What you will do: Carry on the guide to chemical handling training from its last sentence onward.

[Begin Document excerpt]

Hazardous chemicals can destroy health, cause severe injury, harm the environment and damage property.
Training on the safe handling of chemicals is key for any teams who work with, supply, or store hazardous materials. If you’re preparing to train your teams on chemical handling, here are some key points to cover, as well as some suggestions for formatting training sessions.
6 key points to cover in chemical handling training.
1. Protective equipment.
Educate your employees on selecting the correct PPE (personal protective equipment) to use when handling different chemicals. Required PPE may include gloves, footwear, facemasks and goggles.
PPE should only be selected after all hazards of a specific chemical or task have been identified. Safety equipment also needs to be comfortable to prevent incidents from occurring. For example, if touch sensitivity is essential for a task, textured and thin gloves are required to ensure agile movement.
2. Handling practices.
Each chemical used within your organisation should have a specific procedure for safe handling. Ensure all employees are familiar with this.
Essential aspects of safe handling practices are:
- Reading & re-reading each chemical SDS to minimize the risk of mishandling.
- Wearing PPE.
- Disposing of hazardous chemicals appropriately.
- Being prepared for emergencies with first aid.
- Not working with or handling chemicals while alone.
- Using all precautions to avoid spillage, leakage or dropping chemicals during transportation. Use specialised carriers and carts, such as a transportable gas bottle trolley.
3. The Globally Harmonised System of Classifying and Labelling Chemicals (GHS).
At the start of 2017 GHS labelling for primary and secondary containers became mandatory in most Australian states. The GHS provides a universal standard for the labelling of hazardous goods, and includes information on chemical hazards, as well as storage instructions, placards, and Safety Data Sheets (SDS).

[End Document excerpt]
[Begin Data listing]

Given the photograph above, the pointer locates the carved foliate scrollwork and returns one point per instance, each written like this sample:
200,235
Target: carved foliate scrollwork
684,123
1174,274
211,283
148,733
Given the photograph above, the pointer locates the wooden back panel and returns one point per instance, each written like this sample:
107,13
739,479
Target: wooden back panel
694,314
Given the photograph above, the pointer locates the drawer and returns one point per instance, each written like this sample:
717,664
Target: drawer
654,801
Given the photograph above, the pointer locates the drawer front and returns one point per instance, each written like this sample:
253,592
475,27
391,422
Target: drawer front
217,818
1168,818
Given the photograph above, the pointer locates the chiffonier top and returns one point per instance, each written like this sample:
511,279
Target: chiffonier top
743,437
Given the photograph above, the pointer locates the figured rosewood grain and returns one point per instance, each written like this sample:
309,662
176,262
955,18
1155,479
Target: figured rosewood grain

[End Data listing]

The answer:
Manufacturers and suppliers should always have the correct GHS labelling on hazardous goods, so it’s important to ensure everyone understands how to read GHS labels, and is familiar with the requirements for labelling. Find out more about GHS labelling here.
4. Storage of dangerous goods.
Some chemicals can pose serious health hazards if they come into contact with, or are stored with, one another. For example, oxygen and acetylene cylinders have to be stored in separate gas bottle cages with a non-flammable shield in between them to prevent a reaction.
On top of this, some chemicals need to be stored out of direct sunlight, or below a certain temperature. Storage information can be found on each chemical’s Safety Data Sheet.
5. Transportation of dangerous goods.
Whether you’re transporting hazardous materials within a work site, or between worksites, it’s essential that your team is familiar with the state or territory regulations.
Each Australian state or territory has different regulations, including no-go transport zones where chemicals can’t be transported, and specific transport documentation requirements. Be sure to contact your local transport regulator to understand your state’s requirements - and relay this information to your team.
There are also key elements to be aware of when transporting dangerous goods, including the flash points of flammable liquids, the storage temperatures of goods, and the transportation of goods on work sites. Incorporate these into your training so that your team knows what to keep in mind when moving chemicals in and around the workplace.
6. Educate on risk management policies and practices.
As part of the Australian Model Work Health and Safety Regulations, businesses have specific duties to manage risks associated with chemicals in the workplace. This means having clear risk management policies and processes in place.
Your team should be trained on all procedures and policies, including:
- Emergency plans if any unexpected accidents or reactions occur.
- Information on where fire safety and first aid equipment is stored.
- The correct way to decommission any chemical storage or handling systems.
- Spill containment systems for hazardous chemicals.
- How to assess risk surrounding dangerous goods.
1. Include a variety of training materials, including practical elements.
It’s a common saying that we remember 10% of what we read, 50% of what we see, and 80% of what we experience through practice – so the more practical elements you include in your training, the more effective it will be.
Incorporate roleplaying into your training to reinforce any policies or procedures, show videos to illustrate the risks associated with different chemicals, or use eLearning materials to test knowledge. The more varied your training, the better!
2. When possible, use real-life examples.
Keep your chemical handling training relevant to your audience and use examples that they can relate to. This means highlighting the hazards of chemicals commonly handled in your workplace, and outlining policies and procedures for situations that your team are most likely to come across on the worksite.
3. Provide tools and ongoing trainings.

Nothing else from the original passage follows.